» **Extrait du document**:

#####

Dernière mise à jour : 25/06/2024

Espèce animale ou végétale introduite volontairement ou involontairement dans un domaine géographique dont elle n’est pas originaire et où elle se développe de façon anarchique en l’absence de prédateur ou de consommateur naturel (figure 1) ; on parle également d'espèce envahissante ou d'espèce invasive.

Nota : On limite généralement la dénomination "espèces exotiques envahissantes" à celles qui ont été introduites par l'Homme (voir le § "Espèce envahissante ou espèce en conquête ?").


Figure 1 : Originaire d'Amérique du sud, les jacinthes d'eau sont devenues une espèce exotique envahissante dans beaucoup de pays tropicaux ; crédit photo Bernard Chocat.

Sommaire

Éléments de vocabulaire

Les scientifiques on longtemps utilisé le terme espèce invasive en s'inspirant du vocabulaire anglo-saxon. On utilise aujourd'hui préférentiellement le vocabulaire normalisé par l'Union Européenne (voir par exemple le Règlement (UE) n ° 1143/2014 du Parlement européen et du Conseil du 22 octobre 2014 relatif à la prévention et à la gestion de l'introduction et de la propagation des espèces exotiques envahissantes).

  • espèce exotique : "tout spécimen vivant d'une espèce, d'une sous-espèce ou d'un taxon de rang inférieur d'animaux, de végétaux, de champignons ou de micro-organismes introduit en dehors de son aire de répartition naturelle, y compris toute partie, gamète, semence, œuf ou propagule de cette espèce, ainsi que tout hybride ou toute variété ou race susceptible de survivre et, ultérieurement, de se reproduire" ;
  • espèce exotique envahissante : "une espèce exotique dont l'introduction ou la propagation s'est révélée constituer une menace pour la biodiversité et les services écosystémiques associés, ou avoir des effets néfastes sur la biodiversité et lesdits services" ;
  • espèce exotique envahissante préoccupante pour l'Union : " une espèce exotique envahissante dont les effets néfastes ont été jugés de nature à exiger une action concertée au niveau de l'Union en vertu de l'article 4, paragraphe 3" ;
  • espèce exotique envahissante préoccupante pour un État membre : "une espèce exotique envahissante autre que les espèces exotiques envahissantes préoccupantes pour l'Union, pour laquelle un État membre considère, en s'appuyant sur des données scientifiques, que les effets néfastes de sa libération et de sa propagation, même s'ils ne sont pas pleinement démontrés, sont lourds de conséquences pour son territoire, ou une partie de celui-ci, et requièrent une action au niveau de l'État membre concerné".

#####

» **Lignes de données**:

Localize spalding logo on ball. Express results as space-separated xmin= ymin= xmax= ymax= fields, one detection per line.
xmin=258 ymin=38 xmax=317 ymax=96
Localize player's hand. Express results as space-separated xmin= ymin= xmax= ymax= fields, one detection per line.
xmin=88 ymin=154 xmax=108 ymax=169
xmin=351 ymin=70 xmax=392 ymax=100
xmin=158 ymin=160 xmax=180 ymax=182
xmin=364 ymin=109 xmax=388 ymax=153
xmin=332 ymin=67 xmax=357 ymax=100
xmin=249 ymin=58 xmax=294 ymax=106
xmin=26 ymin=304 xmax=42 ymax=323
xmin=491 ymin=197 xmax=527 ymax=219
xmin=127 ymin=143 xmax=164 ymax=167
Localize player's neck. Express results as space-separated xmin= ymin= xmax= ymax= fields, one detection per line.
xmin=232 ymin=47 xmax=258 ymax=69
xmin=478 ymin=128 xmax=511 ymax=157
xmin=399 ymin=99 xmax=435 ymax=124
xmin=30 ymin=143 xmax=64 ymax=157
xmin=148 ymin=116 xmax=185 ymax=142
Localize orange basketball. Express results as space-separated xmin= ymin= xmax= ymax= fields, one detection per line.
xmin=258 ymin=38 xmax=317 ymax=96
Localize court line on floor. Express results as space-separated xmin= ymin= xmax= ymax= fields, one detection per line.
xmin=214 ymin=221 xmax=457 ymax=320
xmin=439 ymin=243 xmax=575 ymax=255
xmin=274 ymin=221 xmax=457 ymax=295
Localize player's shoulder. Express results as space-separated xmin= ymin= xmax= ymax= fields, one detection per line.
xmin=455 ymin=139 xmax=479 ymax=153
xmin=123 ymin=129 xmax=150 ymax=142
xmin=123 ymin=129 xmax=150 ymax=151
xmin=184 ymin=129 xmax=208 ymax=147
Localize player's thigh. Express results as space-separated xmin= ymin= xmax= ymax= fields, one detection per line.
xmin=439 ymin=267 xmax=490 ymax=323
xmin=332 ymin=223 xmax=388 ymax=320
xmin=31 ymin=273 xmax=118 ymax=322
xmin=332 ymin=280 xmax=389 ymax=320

#####

» **Travail à faire**:
A – Dans l'extrait sur les espèces exotiques envahissantes, quels termes reçoivent une définition dans la liste à puces tirée du vocabulaire normalisé par l'Union européenne ?
B – Recopiez à l'identique les lignes des enregistrements, en commençant par la ligne contenant « Localize player's shoulder. » et en poursuivant jusqu'à la ligne contenant « xmin=184 ymin=129 xmax=208 ymax=147 » incluse.

» **Réponses rédigées**:
A –
- espèce exotique
- espèce exotique envahissante
- espèce exotique envahissante préoccupante pour l'Union
- espèce exotique envahissante préoccupante pour un État membre

B –
Localize player's shoulder. Express results as space-separated xmin= ymin= xmax= ymax= fields, one detection per line.
xmin=455 ymin=139 xmax=479 ymax=153
xmin=123 ymin=129 xmax=150 ymax=142
xmin=123 ymin=129 xmax=150 ymax=151
xmin=184 ymin=129 xmax=208 ymax=147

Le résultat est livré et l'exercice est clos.